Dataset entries
"""
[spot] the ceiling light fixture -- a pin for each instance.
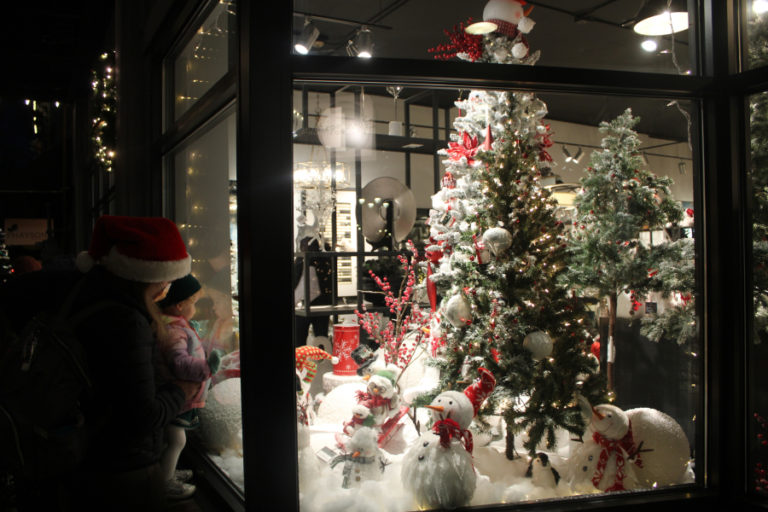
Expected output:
(362, 46)
(649, 45)
(307, 38)
(661, 17)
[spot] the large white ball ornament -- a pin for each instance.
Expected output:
(457, 311)
(539, 344)
(497, 240)
(510, 11)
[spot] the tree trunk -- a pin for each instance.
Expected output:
(611, 341)
(510, 450)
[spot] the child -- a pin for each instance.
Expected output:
(186, 357)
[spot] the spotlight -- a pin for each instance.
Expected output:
(362, 46)
(657, 18)
(307, 38)
(649, 45)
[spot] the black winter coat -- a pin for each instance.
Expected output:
(131, 405)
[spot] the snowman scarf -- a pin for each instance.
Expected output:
(447, 429)
(625, 445)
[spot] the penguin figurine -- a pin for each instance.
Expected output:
(541, 472)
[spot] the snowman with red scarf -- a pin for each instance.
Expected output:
(438, 469)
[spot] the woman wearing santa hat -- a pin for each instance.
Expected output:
(128, 266)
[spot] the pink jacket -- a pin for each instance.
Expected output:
(187, 359)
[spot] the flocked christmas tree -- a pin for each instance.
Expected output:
(495, 257)
(6, 269)
(619, 199)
"""
Would you output all of the entries above exactly, keeping the pictures out?

[spot] the ceiling light fixture -- a pin for each instance.
Expected output:
(362, 46)
(649, 45)
(307, 38)
(661, 17)
[spot] the large white ball ornament -- a pin for each instance.
Expected output:
(457, 311)
(539, 344)
(497, 240)
(510, 11)
[spot] the tree trunk -- a pin for each instance.
Expected output:
(611, 341)
(510, 450)
[spot] the child -- a pin for each instance.
Expected output:
(186, 357)
[spot] the spotlight -- a pin for each instance.
Expected output:
(362, 46)
(657, 18)
(307, 38)
(649, 45)
[spot] the black winter coat -- a pin for each instance.
Expected output:
(131, 405)
[spot] the snowman scarf -- a pin for each instance.
Expected output:
(447, 429)
(625, 445)
[spot] the penguin figurine -- a pin for each instance.
Expected output:
(541, 472)
[spot] the snowman with red scarf -- a pin for each instance.
Expected output:
(438, 469)
[spot] the woman wearing santa hat -- a pin for each instance.
Expected output:
(128, 266)
[spot] the pink jacket -- a pin for each instance.
Expected output:
(187, 359)
[spot] the flocked christmas tree -- a pin for each instance.
Expected output:
(495, 257)
(6, 269)
(619, 199)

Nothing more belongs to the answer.